* _Document extract_:
+ + + + +
Stevia is a naturally sourced, zero-calorie sweetener that has been used as a natural sugar substitute and flavoring ingredient for hundreds of years. Stevia is a natural origin plant extract from the leaves of the stevia plant.
The stevia plant is native to South America. It was first consumed over 200 years ago in South America where the indigenous people used leaves of the plant to sweeten beverages or chewed them for their sweet taste. Traditionally, the plant leaves, often called ‘sweet herb’and were dried and used to sweeten maté, teas and medicines.
The stevia plant was first scientifically recorded in 1899 as Eupatorium rebaudianum by Moises Santiago de Bertoni, in Paraguay. In 1905, it was later defined as Stevia Rebaudiana, a member of the sunflower (Asteraceae) family and related to the Chrysanthemum.
Stevia leaf extract was first commercially adopted as a sweetener by Japan in the 1970s, where it is still a popular ingredient today. Stevia is cultivated mostly in Paraguay, Kenya, China and the United States, and within many other parts of the world, including Vietnam, Brazil, India, Argentina and Colombia.
+ + + + +
* _What needs to be done_:
Rewrite the stevia text from "Stevia leaf extract" up to and including "Argentina and Colombia.", putting "grown" in place of "cultivated". You won't need the entries for anything here.

* _Stored items from a collection_:
+ + + + +
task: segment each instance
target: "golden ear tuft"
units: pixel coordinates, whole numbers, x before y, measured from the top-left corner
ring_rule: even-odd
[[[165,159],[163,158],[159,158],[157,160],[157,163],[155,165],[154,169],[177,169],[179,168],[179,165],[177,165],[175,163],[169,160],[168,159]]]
+ + + + +
* _Reply_:
Stevia leaf extract was first commercially adopted as a sweetener by Japan in the 1970s, where it is still a popular ingredient today. Stevia is grown mostly in Paraguay, Kenya, China and the United States, and within many other parts of the world, including Vietnam, Brazil, India, Argentina and Colombia.